# Short problem
Work out how many lines of the data below contain the string "roof", treating uppercase and lowercase as different, and give only that number.

# Entries provided
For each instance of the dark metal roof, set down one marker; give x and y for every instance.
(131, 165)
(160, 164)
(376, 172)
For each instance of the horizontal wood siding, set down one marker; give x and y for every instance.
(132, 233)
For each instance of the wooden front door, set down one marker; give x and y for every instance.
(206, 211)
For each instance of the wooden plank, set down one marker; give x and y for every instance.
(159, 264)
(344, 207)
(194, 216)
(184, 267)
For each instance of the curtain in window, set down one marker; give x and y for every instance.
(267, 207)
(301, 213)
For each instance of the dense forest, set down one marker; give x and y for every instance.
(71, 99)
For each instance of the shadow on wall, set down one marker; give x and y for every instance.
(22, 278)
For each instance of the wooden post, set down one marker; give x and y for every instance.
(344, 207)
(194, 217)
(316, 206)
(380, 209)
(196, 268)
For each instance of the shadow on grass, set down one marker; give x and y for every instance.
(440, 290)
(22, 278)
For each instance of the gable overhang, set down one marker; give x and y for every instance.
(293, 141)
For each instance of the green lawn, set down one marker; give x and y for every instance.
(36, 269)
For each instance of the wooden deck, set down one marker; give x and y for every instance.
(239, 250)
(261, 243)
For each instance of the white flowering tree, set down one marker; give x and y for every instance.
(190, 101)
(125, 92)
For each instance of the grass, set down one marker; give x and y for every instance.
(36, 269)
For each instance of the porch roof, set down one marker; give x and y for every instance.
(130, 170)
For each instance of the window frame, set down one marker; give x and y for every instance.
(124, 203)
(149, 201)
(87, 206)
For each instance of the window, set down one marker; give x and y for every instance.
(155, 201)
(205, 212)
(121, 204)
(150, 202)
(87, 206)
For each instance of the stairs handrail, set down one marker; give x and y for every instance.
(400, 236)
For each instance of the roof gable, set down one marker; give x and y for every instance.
--
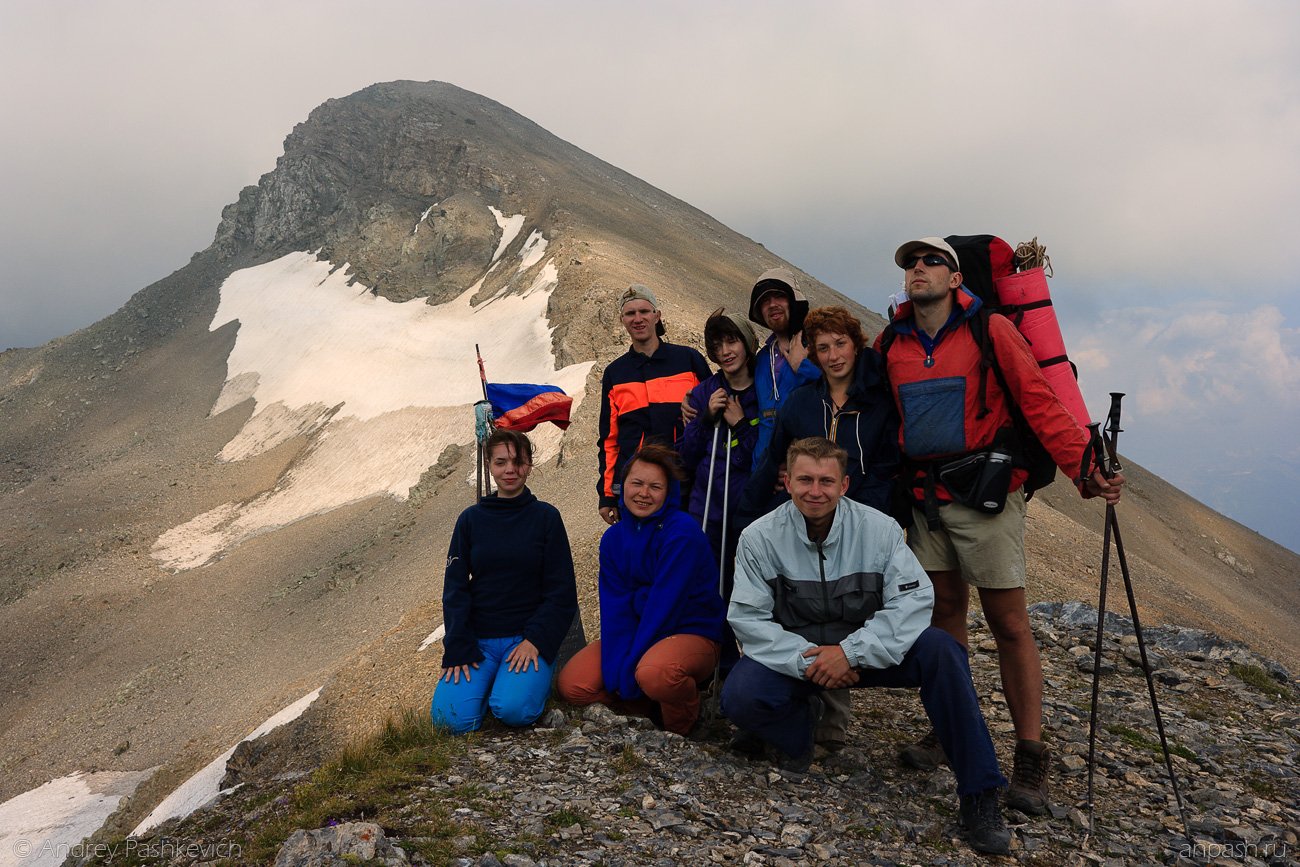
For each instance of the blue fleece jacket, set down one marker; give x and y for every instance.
* * *
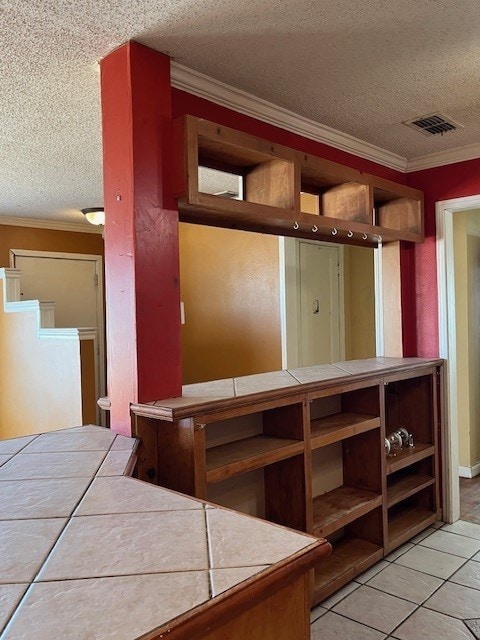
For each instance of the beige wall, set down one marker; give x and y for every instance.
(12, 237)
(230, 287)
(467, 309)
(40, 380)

# Task output
3